Excerpt provided:
---

Reviewed by John M. Doris, Washington University in St. Louis, and Santiago Amaya, Universidad de los Andes

2018.08.20


For 50 years or so, virtue ethics has been among the most prominent topics in moral philosophy, and for the past 15 years or so, situationism has been among the most prominent topics in virtue ethics. Situationism is a venerable view in social psychology, maintaining that personal dispositions matter less to behavior and cognition, and situational factors matter more, than one might expect.[1] Some philosophers have transposed situationism into ethics as a "character skepticism," asserting that character traits are too susceptible to the vagaries of circumstance to serve the requirements of virtue ethics, which insists that character traits may be cross situationally consistent, or robust (Alfano, 2013; Doris, 1998, 2002; Harman, 1999, 2009). The psychological evidence, these skeptics insisted, indicates that robust traits of the sort associated with virtue will not be widely instantiated; instead cognition and behavior will vary, often quite sharply, with situational variation -- even "trivial seeming" situational variation.

Although some defenders of virtue ethics have declared the challenge defanged (Annas, 2011, p. 173n8), the debate continues[2] and has now spread to the neighboring field of virtue epistemology. This is unsurprising, given that virtue epistemology is sometimes explicitly cast as deriving from virtue ethics, and often seems to posit the kind of robust traits that have been shown to be empirically problematic. The literature has grown quickly, and we are now most fortunate to have this excellent state of the art anthology, and the first on the topic.

For the most part, the essays do not -- probably wisely -- dispute the empirical observation motivating the challenge to virtue epistemology: cognition (and the acuity of cognition) varies impressively with situational variation. Instead, they consider the implications of this observation, and whether or not it should be thought to undermine virtue epistemology. These contributions can be divided into three groups. There are, first, the skeptical essays of Lauren Olin and Alfano, which develop the situationist challenge to virtue epistemology. Next are the conciliatory pieces of James Montmarquet, Ernest Sosa, Christopher Lepock, John Turri, and J. Adam Carter and Duncan Pritchard, which attempt to defend virtue epistemology while taking the situationist challenge seriously. Lastly, the essays of Berit Brogaard, Kurt Sylvan, Jason Baehr, Heidi Grasswick, and Nicole Smith explore connections between the situationist debate and other discussions and themes in epistemology.

---

Dataset records:
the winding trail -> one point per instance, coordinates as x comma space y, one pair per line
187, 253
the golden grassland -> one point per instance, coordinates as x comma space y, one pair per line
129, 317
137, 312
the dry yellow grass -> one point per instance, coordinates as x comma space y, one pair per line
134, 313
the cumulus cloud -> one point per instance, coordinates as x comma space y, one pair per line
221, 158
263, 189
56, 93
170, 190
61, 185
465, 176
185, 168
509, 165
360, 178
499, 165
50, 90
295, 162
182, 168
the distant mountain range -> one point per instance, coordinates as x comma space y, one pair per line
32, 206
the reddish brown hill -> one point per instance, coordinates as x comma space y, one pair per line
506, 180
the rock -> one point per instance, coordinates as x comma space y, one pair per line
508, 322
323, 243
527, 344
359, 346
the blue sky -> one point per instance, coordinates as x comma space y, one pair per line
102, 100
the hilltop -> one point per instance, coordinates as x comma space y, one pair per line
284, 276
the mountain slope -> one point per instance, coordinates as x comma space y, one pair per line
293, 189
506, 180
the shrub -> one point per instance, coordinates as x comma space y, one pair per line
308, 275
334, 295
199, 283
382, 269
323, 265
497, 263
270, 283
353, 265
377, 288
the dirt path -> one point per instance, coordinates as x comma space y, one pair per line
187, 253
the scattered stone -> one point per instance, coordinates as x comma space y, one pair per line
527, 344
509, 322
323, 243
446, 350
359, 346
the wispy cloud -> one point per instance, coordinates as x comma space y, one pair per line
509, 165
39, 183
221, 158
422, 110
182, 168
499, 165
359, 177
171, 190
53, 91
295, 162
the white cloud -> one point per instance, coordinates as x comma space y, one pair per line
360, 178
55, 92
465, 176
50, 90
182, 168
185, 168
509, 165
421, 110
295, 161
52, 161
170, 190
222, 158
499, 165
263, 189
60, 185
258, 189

---

Required tasks:
1. Report how many lines in the records above contain the word "mountain", counting only matches with the same case, and give only the number.
2. Continue the review of the anthology on situationism and virtue epistemology, starting right after its last sentence.

Results:
1. 2

2.
In this review, we have chosen to focus our remarks on some of the essays, rather than summarizing them all. This, of course, reflects where we think we have something to contribute, not our evaluation of the comparative worth of the essays. As is the philosophical habit, where we do comment, some of our remarks will be critical. The reader should not let our choices and remarks obscure the fact that the book as a whole is a very valuable collection, which can be read with benefit by both scholars new to the debate and those working on its cutting edge.

Situationist skepticism about epistemic virtue originates in papers by Alfano (2011) and Olin and Doris (2014), who raised concerns about the empirical adequacy of virtue-based explanations for successful episodes of human cognition. Broadly speaking, the concerns were of two kinds, corresponding to the existing distinction between virtue reliabilism and virtue responsibilism. On the one hand, the skeptics canvassed empirical evidence to the effect that traditional sources of justified belief -- say, perception and memory -- were served by cognitive capacities less reliable than virtue epistemologies would lead one to believe. On the other, they presented evidence casting doubt on the robustness and generality of the value-laden dispositions to which many theorists had appealed in order to account for our intellectual successes -- for instance, conscientiousness and open-mindedness.

Fairweather's Introduction to the volume presents an informative account of the issues, showing its connections with prior debates about the psychological plausibility of virtue-theoretic approaches in ethics. Whereas Alfano challenges some prima facie plausible responses that have appeared since the publication of his paper, Olin's "Is Every Epistemology a Virtue Epistemology?" generalizes her skepticism to the two main traditional approaches in epistemology: foundationalism and coherentism.

Olin argues that empirical worries afflict not only appeals to virtue, but also appeals to basic (vs. non-foundational) beliefs and inferentially-secured coherence within belief systems. To be clear, the situationist epistemologist needn't be a knowledge skeptic; she can allow that humans attain knowledge in the right conditions and circumstances. Instead, what she doubts is that this success should be understood in terms of epistemic virtue. However, according to Olin, the problem is not restricted to a peculiar brand of epistemology that is explicitly agent-centric, as virtue epistemology is. Rather, as she puts it (p. 22): "sufficiently sophisticated variants of coherentism and foundationalism invariably and centrally presuppose the existence of robust psychological dispositions," precisely of the kind that the empirical evidence suggests are not widely instantiated.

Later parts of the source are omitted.